__Exercise aim__: Count the lines in the entries below that contain the string "background", treating uppercase and lowercase as different. Reply with the number alone.

[Begin Material shown]

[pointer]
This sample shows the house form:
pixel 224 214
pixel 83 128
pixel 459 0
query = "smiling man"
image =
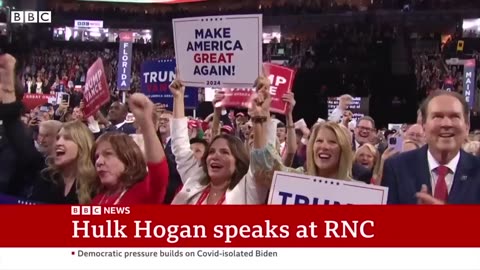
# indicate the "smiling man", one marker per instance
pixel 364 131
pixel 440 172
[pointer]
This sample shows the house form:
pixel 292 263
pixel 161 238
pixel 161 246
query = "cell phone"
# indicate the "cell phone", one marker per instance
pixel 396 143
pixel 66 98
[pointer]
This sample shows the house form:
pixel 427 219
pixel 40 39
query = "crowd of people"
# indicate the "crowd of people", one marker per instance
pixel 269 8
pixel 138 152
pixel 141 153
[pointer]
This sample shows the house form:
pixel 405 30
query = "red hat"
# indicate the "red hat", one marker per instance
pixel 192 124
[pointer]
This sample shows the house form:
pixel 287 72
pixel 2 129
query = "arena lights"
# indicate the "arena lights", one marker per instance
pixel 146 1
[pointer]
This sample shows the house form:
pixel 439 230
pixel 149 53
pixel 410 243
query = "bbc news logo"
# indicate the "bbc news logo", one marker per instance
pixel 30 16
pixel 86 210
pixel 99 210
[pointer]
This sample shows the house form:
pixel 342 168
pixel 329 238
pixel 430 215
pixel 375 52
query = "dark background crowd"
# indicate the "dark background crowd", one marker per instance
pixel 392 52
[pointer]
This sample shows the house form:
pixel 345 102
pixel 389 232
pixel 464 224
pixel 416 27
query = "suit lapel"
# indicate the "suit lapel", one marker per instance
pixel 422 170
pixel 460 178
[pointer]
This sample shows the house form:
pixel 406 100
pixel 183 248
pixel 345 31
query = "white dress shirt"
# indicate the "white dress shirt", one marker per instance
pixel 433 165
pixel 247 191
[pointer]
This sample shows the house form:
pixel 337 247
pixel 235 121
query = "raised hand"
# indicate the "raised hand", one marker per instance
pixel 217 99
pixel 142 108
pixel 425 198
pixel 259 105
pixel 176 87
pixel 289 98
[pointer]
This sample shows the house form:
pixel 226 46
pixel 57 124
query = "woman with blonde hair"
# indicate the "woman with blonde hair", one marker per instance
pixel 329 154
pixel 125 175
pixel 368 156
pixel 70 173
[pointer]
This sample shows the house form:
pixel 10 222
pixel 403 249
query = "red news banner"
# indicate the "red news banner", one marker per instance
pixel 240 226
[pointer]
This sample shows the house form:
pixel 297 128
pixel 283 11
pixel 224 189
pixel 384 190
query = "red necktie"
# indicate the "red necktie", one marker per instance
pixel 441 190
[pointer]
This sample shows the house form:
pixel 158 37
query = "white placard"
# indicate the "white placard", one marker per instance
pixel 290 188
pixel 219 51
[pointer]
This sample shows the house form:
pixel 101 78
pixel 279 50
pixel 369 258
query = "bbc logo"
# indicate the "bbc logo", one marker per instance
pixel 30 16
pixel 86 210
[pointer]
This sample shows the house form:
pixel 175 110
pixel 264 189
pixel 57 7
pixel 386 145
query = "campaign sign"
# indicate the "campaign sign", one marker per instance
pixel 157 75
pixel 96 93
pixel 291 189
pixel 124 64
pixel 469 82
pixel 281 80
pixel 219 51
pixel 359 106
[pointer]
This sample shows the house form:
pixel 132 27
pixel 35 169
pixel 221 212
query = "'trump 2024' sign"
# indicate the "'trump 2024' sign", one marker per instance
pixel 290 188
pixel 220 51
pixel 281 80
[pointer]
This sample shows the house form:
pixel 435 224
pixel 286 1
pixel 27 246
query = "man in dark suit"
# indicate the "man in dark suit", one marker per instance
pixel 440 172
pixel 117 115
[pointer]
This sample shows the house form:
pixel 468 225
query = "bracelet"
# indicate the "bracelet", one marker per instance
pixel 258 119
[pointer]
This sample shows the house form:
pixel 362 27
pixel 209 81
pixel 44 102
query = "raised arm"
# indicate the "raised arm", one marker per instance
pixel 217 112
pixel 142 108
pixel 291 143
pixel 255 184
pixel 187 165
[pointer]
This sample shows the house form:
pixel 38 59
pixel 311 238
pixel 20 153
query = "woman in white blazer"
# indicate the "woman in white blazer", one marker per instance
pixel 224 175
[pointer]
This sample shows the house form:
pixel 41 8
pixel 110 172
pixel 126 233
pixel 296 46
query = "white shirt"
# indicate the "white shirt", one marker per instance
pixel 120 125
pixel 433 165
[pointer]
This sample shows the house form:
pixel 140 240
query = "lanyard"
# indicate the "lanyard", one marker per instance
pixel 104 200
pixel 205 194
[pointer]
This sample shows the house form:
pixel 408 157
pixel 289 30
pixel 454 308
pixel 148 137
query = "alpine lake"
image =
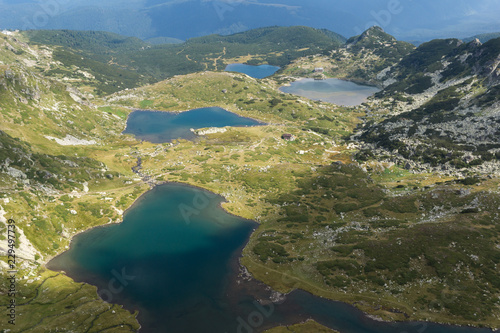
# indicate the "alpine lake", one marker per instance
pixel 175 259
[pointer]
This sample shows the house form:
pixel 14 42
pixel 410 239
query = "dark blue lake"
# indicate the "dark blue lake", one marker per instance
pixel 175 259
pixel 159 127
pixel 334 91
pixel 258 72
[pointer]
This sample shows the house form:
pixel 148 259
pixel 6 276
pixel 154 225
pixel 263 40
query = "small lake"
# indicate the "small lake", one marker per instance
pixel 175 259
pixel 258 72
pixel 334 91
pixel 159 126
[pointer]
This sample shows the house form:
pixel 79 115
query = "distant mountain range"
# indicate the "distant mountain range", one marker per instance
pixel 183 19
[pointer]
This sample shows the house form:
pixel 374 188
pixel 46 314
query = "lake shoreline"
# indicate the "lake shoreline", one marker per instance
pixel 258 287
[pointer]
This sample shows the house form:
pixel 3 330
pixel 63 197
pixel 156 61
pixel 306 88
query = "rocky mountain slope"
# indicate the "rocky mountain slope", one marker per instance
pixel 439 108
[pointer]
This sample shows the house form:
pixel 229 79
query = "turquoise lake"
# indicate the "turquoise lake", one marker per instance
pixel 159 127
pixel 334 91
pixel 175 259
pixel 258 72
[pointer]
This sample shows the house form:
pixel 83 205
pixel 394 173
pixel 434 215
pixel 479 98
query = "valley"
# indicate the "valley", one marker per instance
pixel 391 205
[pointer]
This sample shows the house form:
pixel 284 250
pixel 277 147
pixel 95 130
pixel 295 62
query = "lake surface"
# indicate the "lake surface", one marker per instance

[End Material shown]

__Exercise output__: 2